Top of Excerpt to read

The following points are made by E.J.W. Barrington (citation below):

1) Two main types of highly differentiated photoreceptor system have appeared in the invertebrates: the compound eyes of arthropods and the camera-type eyes of cephalopods. Enough is known of the mode of functioning of these, and of their probable past history, to show that they represent the evolution, along two very different lines, of organs that have some striking points of similarity with the vertebrate eye, not only in their pigments but also in certain details of their structural organization. Indeed, this is an aspect of animal organization which is of considerable significance -- a convergence resulting from the widespread distribution of a common biochemical ground plan. In this instance the common feature is, of course, the nature of the photosensitive pigments.

2) Simple types of eyes are seen in the free-living Platyhelminthes and in the Annelida, where they are often composed of sensory cells associated with screening pigment cells. In their simplest form they may be no more than pigment spots, forming part of the general epithelium, but more usually they sink inwards to form cups. In the Turbellaria the pigment cells are often arranged to form the wall of an open bowl, the bipolar receptor cells projecting into this through its aperture. In such an eye there can be no possibility of forming an image, for there is no refractive structure. These organs are doubtless restricted to the differentiation of light and darkness, and in this way they make it possible for the animal to orientate itself with respect both to the intensity and to the source of the illumination. The distal ends of the receptor cells are differentiated to form a rod border, in which longitudinal striations can be seen with the light microscope...

Bottom of Excerpt to read
Top of Listed entries

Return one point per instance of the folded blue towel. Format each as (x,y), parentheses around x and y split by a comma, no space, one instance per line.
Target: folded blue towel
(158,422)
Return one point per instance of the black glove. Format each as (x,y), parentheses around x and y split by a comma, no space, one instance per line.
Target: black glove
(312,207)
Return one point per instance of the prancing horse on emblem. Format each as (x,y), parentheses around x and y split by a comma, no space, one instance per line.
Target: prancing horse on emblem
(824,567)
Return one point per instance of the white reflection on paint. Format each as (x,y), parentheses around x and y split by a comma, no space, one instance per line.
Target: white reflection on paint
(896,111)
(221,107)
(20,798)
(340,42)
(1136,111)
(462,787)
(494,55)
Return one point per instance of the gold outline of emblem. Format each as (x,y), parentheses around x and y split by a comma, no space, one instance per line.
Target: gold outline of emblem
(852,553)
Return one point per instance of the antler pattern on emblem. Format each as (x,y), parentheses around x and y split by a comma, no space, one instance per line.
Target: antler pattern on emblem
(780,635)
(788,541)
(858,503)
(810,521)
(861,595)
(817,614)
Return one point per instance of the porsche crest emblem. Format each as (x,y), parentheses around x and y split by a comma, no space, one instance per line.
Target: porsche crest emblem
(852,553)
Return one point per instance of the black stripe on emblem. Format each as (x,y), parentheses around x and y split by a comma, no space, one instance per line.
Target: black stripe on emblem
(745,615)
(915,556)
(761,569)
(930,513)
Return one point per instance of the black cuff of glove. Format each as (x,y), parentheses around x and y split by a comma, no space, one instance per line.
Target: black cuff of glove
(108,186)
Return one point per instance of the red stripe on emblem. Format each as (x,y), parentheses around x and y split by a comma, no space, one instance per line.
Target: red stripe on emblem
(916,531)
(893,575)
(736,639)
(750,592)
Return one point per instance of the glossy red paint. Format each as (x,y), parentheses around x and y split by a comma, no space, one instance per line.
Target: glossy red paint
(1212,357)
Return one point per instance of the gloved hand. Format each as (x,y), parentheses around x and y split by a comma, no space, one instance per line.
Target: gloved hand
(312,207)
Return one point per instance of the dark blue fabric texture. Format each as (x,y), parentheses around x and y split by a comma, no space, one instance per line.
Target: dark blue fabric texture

Bottom of Listed entries

# Problems and tasks
(a) Reproduce the portion of the passage on invertebrate eyes starting with "1) Two main" and going on through "the photosensitive pigments.".
(b) Decide whether each statement below agrees with the passage on invertebrate eyes. Answer yes or no, and quote the words of the passage that settle it.
(i) The compound eyes of arthropods and the camera-type eyes of cephalopods evolved along a single shared line.
(ii) The open-bowl eye of the Turbellaria can form an image.
(iii) The simple eyes of the free-living Platyhelminthes and the Annelida are often made of sensory cells associated with screening pigment cells.
(c) According to the passage on invertebrate eyes, what is the common feature behind the convergence between these eyes and the vertebrate eye?

# Expected responses
(a)
1) Two main types of highly differentiated photoreceptor system have appeared in the invertebrates: the compound eyes of arthropods and the camera-type eyes of cephalopods. Enough is known of the mode of functioning of these, and of their probable past history, to show that they represent the evolution, along two very different lines, of organs that have some striking points of similarity with the vertebrate eye, not only in their pigments but also in certain details of their structural organization. Indeed, this is an aspect of animal organization which is of considerable significance -- a convergence resulting from the widespread distribution of a common biochemical ground plan. In this instance the common feature is, of course, the nature of the photosensitive pigments.

(b)
(i) No: "the evolution, along two very different lines, of organs that have some striking points of similarity with the vertebrate eye"
(ii) No: "In such an eye there can be no possibility of forming an image, for there is no refractive structure."
(iii) Yes: "they are often composed of sensory cells associated with screening pigment cells"

(c) The nature of the photosensitive pigments.